• **PROBLEMS**
A – Print the passage on Wilmot from "At the 1820" up to and including "House of Commons’.".
B – In the passage on Wilmot, what post did he accept in the government reshuffle of December 1821?

• **QUOTED TEXT**
+ + + + +

Wilmot, who admitted ‘without reserve the object of ultimately holding high political situation’, had sat since 1818 for Newcastle-under-Lyme, where he gave very little ‘personal attention’ to his constituents, relying instead on the declining electoral influence of Lord Stafford and the corporation, with whom he had continued to act following his initial defeat in 1815.
At the 1820 general election Wilmot offered again for Newcastle, defending his support for the Liverpool ministry and Catholic claims and refuting the ‘atrocious falsehoods’ circulated by his opponents that he placed his own ambitions above the interests of the constituency and was opposed to the education of the poor, whom he wished to remove to the ‘barren soil of a foreign land’. After a spiteful contest he was returned in second place with a much reduced majority.
In the government reshuffle of December 1821 Wilmot accepted the under-secretaryship at the colonial office, which Huskisson described as ‘a very pleasant’ post, rendered ‘more important by the principal not being in the House of Commons’.

+ + + + +

Bounding-box records
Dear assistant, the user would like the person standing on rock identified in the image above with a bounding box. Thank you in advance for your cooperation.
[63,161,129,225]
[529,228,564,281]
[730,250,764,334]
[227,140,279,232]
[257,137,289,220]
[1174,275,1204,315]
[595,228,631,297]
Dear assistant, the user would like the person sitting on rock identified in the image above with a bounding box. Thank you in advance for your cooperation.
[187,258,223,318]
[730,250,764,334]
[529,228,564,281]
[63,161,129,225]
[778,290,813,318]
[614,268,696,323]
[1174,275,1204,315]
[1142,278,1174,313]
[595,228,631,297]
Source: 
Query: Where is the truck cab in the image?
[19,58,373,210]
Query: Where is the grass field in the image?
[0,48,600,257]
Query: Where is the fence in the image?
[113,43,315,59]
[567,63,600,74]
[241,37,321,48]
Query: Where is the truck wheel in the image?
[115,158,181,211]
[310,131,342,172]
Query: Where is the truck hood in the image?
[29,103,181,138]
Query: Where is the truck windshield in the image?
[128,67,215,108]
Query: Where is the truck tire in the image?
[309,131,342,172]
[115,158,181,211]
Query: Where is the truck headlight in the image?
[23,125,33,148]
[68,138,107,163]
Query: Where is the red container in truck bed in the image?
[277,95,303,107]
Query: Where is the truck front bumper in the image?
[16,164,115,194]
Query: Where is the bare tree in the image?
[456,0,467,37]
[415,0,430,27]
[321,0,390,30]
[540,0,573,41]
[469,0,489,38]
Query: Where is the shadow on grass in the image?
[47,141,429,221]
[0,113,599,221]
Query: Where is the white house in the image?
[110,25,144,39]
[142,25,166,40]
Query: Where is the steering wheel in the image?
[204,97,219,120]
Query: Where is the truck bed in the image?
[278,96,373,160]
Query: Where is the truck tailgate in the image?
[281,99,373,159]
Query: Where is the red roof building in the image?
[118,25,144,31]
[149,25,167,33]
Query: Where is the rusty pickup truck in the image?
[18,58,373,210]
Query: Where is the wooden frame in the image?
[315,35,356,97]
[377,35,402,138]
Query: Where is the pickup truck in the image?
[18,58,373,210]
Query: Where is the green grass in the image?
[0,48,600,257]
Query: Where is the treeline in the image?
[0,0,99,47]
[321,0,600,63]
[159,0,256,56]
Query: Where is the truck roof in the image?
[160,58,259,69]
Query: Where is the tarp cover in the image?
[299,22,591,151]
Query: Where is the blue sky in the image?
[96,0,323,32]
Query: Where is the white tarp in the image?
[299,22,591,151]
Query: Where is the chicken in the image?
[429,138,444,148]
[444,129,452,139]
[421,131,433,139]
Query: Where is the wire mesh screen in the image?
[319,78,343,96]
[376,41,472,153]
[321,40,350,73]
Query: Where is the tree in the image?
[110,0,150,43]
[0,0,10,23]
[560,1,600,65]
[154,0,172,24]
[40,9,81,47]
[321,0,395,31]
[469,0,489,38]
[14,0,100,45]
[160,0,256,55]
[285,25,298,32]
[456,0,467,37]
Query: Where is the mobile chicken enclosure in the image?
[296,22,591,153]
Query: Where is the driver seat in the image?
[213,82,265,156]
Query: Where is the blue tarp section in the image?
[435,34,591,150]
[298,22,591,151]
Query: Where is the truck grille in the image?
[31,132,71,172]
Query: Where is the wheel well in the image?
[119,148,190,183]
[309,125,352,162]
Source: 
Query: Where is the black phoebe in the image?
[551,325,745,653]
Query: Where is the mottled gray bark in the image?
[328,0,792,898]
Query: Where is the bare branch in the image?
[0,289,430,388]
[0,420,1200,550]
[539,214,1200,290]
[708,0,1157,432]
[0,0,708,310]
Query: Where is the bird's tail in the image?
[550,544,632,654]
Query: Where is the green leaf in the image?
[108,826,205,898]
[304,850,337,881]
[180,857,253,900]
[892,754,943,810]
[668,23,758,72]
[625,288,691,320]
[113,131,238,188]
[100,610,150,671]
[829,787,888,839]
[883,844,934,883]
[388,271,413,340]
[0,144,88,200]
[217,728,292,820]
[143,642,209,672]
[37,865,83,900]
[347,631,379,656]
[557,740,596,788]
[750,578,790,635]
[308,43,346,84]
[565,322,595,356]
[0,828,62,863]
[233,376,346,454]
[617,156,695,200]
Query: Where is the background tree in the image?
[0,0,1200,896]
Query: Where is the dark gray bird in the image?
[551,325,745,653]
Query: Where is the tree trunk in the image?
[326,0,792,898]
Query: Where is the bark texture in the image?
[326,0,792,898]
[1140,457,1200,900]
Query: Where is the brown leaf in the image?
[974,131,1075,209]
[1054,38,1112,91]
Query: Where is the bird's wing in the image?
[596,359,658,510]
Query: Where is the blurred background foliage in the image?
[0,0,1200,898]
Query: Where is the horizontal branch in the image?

+ + + + +

• **ANSWERS IN ORDER**
A –
At the 1820 general election Wilmot offered again for Newcastle, defending his support for the Liverpool ministry and Catholic claims and refuting the ‘atrocious falsehoods’ circulated by his opponents that he placed his own ambitions above the interests of the constituency and was opposed to the education of the poor, whom he wished to remove to the ‘barren soil of a foreign land’. After a spiteful contest he was returned in second place with a much reduced majority.
In the government reshuffle of December 1821 Wilmot accepted the under-secretaryship at the colonial office, which Huskisson described as ‘a very pleasant’ post, rendered ‘more important by the principal not being in the House of Commons’.

B – The under-secretaryship at the colonial office.